**Required action:**
For each entry below, copy the text exactly and leave out any picture.

**Data to examine:**
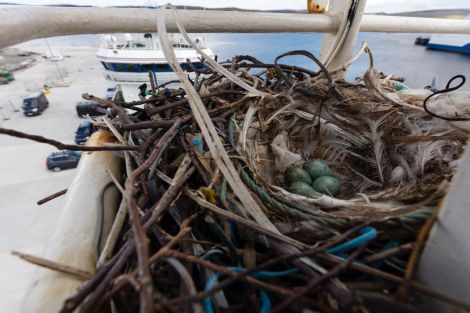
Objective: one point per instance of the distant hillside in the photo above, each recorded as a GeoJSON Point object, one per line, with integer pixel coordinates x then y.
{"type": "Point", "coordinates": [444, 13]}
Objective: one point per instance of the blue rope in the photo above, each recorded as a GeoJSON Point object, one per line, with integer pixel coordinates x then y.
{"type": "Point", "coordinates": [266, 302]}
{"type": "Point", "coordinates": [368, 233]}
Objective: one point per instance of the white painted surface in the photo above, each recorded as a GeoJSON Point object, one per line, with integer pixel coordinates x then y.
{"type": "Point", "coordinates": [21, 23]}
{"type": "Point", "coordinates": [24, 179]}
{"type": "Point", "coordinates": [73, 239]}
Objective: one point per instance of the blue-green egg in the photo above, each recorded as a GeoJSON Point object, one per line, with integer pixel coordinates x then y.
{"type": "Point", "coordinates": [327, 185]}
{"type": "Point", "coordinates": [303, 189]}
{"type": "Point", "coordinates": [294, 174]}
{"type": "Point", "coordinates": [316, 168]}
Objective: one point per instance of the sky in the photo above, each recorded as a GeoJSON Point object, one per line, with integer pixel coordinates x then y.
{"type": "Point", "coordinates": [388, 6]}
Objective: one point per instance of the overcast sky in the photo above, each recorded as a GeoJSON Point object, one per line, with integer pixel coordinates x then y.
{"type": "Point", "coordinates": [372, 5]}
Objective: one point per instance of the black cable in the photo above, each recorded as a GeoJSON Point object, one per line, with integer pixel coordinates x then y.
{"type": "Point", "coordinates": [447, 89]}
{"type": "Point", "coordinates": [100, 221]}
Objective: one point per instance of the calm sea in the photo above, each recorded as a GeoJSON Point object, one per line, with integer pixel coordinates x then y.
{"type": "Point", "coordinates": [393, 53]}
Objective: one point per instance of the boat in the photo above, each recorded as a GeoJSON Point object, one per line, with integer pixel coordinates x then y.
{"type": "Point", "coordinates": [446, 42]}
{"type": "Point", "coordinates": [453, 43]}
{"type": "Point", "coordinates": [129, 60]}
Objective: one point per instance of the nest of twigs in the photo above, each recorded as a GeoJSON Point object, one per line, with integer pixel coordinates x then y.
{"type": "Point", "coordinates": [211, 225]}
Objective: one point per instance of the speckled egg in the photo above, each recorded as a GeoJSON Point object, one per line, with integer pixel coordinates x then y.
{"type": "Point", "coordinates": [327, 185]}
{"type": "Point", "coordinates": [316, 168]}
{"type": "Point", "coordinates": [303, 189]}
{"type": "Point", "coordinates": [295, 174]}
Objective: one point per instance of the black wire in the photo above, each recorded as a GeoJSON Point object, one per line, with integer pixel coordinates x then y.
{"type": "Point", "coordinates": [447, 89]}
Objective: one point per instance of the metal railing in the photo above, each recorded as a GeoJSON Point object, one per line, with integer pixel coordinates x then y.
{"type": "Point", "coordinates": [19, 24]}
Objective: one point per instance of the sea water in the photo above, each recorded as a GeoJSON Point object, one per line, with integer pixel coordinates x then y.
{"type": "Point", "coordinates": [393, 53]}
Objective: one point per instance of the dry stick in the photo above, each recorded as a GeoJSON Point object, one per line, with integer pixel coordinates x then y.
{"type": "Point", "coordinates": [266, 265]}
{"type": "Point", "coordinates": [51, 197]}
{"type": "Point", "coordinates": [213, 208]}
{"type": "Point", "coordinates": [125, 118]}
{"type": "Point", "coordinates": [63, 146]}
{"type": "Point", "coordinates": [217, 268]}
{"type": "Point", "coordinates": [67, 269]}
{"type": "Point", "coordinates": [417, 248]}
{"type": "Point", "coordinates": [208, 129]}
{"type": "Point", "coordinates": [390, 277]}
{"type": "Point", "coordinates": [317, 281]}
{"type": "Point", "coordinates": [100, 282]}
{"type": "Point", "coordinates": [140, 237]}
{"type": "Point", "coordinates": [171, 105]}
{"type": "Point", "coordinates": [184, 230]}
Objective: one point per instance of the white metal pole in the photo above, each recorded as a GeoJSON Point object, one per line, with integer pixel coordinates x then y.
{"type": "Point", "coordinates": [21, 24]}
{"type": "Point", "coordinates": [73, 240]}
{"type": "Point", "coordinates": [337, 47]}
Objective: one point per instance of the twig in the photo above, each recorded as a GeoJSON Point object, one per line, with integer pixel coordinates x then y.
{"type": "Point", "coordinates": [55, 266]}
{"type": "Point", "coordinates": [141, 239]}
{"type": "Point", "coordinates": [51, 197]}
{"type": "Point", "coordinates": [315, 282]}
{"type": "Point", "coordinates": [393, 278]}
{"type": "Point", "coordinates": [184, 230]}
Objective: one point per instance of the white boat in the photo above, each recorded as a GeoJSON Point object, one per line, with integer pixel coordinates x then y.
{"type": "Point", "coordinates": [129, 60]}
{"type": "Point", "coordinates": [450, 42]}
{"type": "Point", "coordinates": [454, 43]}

**Expected answer:**
Objective: one point per instance of the distant hillside in the photo above, each recorded as a GeoJSON Point object, one per line, with integer pixel coordinates x then y.
{"type": "Point", "coordinates": [444, 13]}
Objective: one point per instance of the blue rope in the photo above, each recorded as a GeoJSON Point object, one per line, with integer pixel coordinates x then y.
{"type": "Point", "coordinates": [266, 302]}
{"type": "Point", "coordinates": [368, 233]}
Objective: one point per instance of the white painted surface in the photo above, each recorded as a GeoJSON Point object, one per line, with integer pixel coordinates x then y.
{"type": "Point", "coordinates": [21, 23]}
{"type": "Point", "coordinates": [24, 179]}
{"type": "Point", "coordinates": [73, 239]}
Objective: one point per instance of the blue-green egg in the photo above, each recorded as a GeoJSON Point object, one per line, with integer pixel coordinates x then y.
{"type": "Point", "coordinates": [327, 185]}
{"type": "Point", "coordinates": [303, 189]}
{"type": "Point", "coordinates": [294, 174]}
{"type": "Point", "coordinates": [316, 168]}
Objective: one point per instance of the sky in the photo above, each recorded as a GeoJSON Point object, one per line, with integer pixel coordinates x then y.
{"type": "Point", "coordinates": [388, 6]}
Objective: one point per instance of the overcast sky in the photo above, each recorded as a GeoJSON Point object, one per line, with integer pixel coordinates x then y.
{"type": "Point", "coordinates": [372, 5]}
Objective: one point per instance of the black cable in the photo above, each recorded as a GeoJSON Point object, one per line, with integer pixel coordinates x then y.
{"type": "Point", "coordinates": [447, 89]}
{"type": "Point", "coordinates": [100, 221]}
Objective: one point per instance of the calm sea in the photo above, each recorded as a GeoJSON Point object, one per line, with integer pixel coordinates x then y.
{"type": "Point", "coordinates": [393, 53]}
Objective: one point per instance of the boat in the photo above, each recorded as a GeoJSON Point object, one per line, with integer pixel coordinates x then y.
{"type": "Point", "coordinates": [446, 42]}
{"type": "Point", "coordinates": [453, 43]}
{"type": "Point", "coordinates": [129, 60]}
Objective: one point per instance of the nest of twigs in the photo above, each recorded as a GeoJSON Point object, one per line, with integer pixel coordinates x then y.
{"type": "Point", "coordinates": [211, 225]}
Objective: one point per instance of the speckled egg in the photo above, each recorded as a GeoJSON Point object, one per line, with integer pixel coordinates x then y.
{"type": "Point", "coordinates": [327, 185]}
{"type": "Point", "coordinates": [316, 168]}
{"type": "Point", "coordinates": [303, 189]}
{"type": "Point", "coordinates": [295, 174]}
Objective: one point per instance of the black wire in the photo above, each recorded as a GeoJSON Point object, one per line, with integer pixel coordinates x then y.
{"type": "Point", "coordinates": [447, 89]}
Objective: one point per instance of the metal railing in the photo above, each recorded as a GeoJSON Point object, one per line, with integer pixel coordinates x then y.
{"type": "Point", "coordinates": [19, 24]}
Objective: one point per instance of the sea water in the photo above, each recorded as a GeoJSON Point object, one per line, with integer pixel coordinates x then y.
{"type": "Point", "coordinates": [393, 53]}
Objective: one point per instance of the dry stick in the photo above, each recorded as a GeoJSON Point object, one per line, with integer pixel coordinates x then y.
{"type": "Point", "coordinates": [266, 265]}
{"type": "Point", "coordinates": [51, 197]}
{"type": "Point", "coordinates": [213, 208]}
{"type": "Point", "coordinates": [125, 118]}
{"type": "Point", "coordinates": [63, 146]}
{"type": "Point", "coordinates": [217, 268]}
{"type": "Point", "coordinates": [67, 269]}
{"type": "Point", "coordinates": [417, 248]}
{"type": "Point", "coordinates": [208, 129]}
{"type": "Point", "coordinates": [390, 277]}
{"type": "Point", "coordinates": [317, 281]}
{"type": "Point", "coordinates": [100, 282]}
{"type": "Point", "coordinates": [140, 237]}
{"type": "Point", "coordinates": [171, 105]}
{"type": "Point", "coordinates": [184, 230]}
Objective: one point per instance of the white metal pole in the photo above, each recorded as a GeoJSON Point object, one per line, with integer pixel coordinates x then y.
{"type": "Point", "coordinates": [21, 24]}
{"type": "Point", "coordinates": [73, 240]}
{"type": "Point", "coordinates": [337, 47]}
Objective: one point per instance of the twig in the photo above, each recorded as a GeoJSON Point object, one per line, with integer pixel coordinates x then y.
{"type": "Point", "coordinates": [55, 266]}
{"type": "Point", "coordinates": [141, 239]}
{"type": "Point", "coordinates": [51, 197]}
{"type": "Point", "coordinates": [315, 282]}
{"type": "Point", "coordinates": [393, 278]}
{"type": "Point", "coordinates": [184, 230]}
Objective: one point per instance of the white boat in the photo above, each recorded as a GeoJSON Point object, one per line, with integer pixel coordinates x then y.
{"type": "Point", "coordinates": [129, 60]}
{"type": "Point", "coordinates": [450, 42]}
{"type": "Point", "coordinates": [454, 43]}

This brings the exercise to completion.